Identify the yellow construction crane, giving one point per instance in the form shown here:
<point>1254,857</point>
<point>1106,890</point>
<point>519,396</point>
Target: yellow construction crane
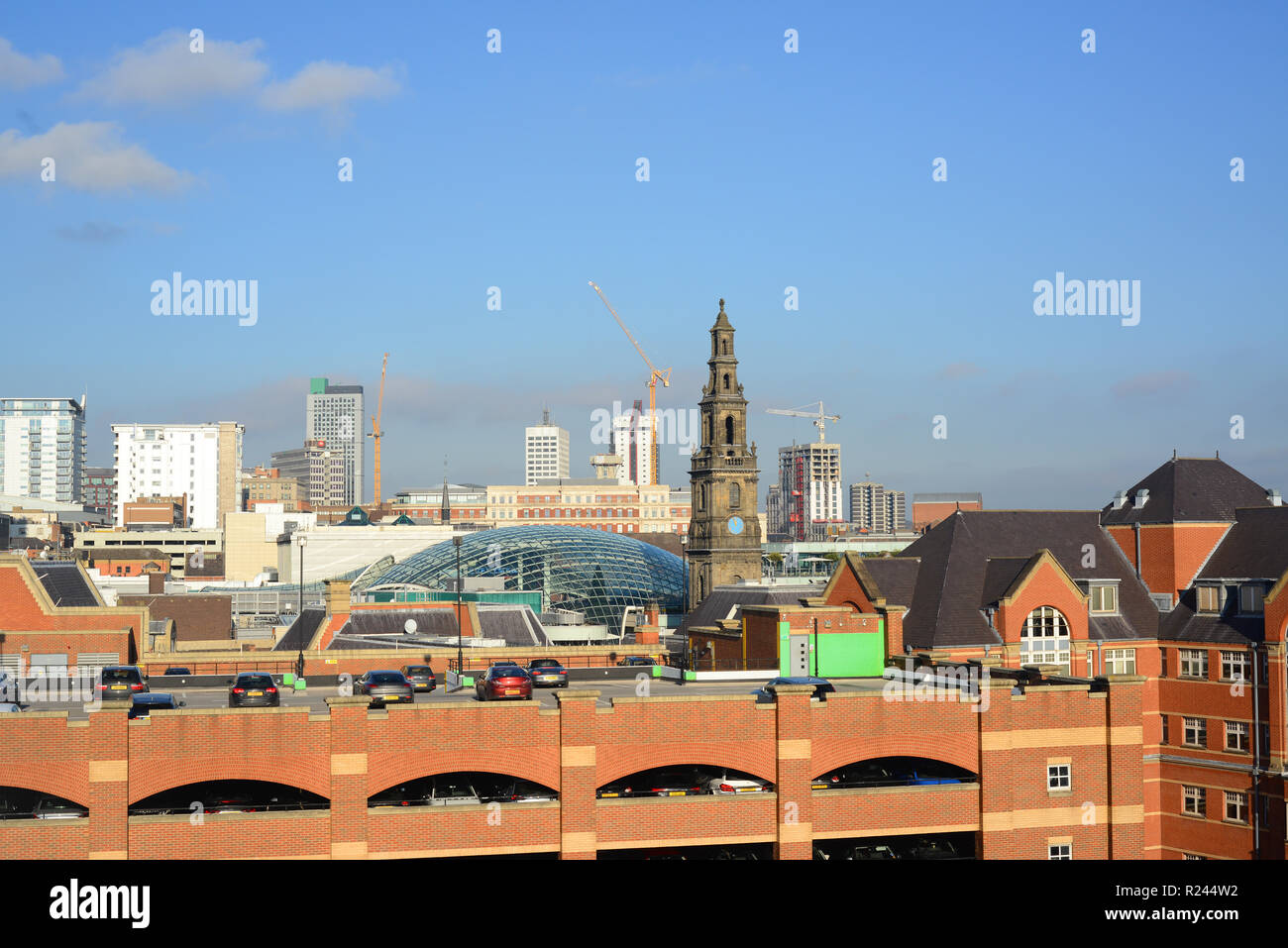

────────────────────────────────────────

Written exercise: Set down every line of the records above verbatim, leaving out the pictures.

Finished task:
Identify the yellow construction crane, giving one point per instance in the form shown here:
<point>1254,857</point>
<point>1106,890</point>
<point>519,396</point>
Target: yellow construction crane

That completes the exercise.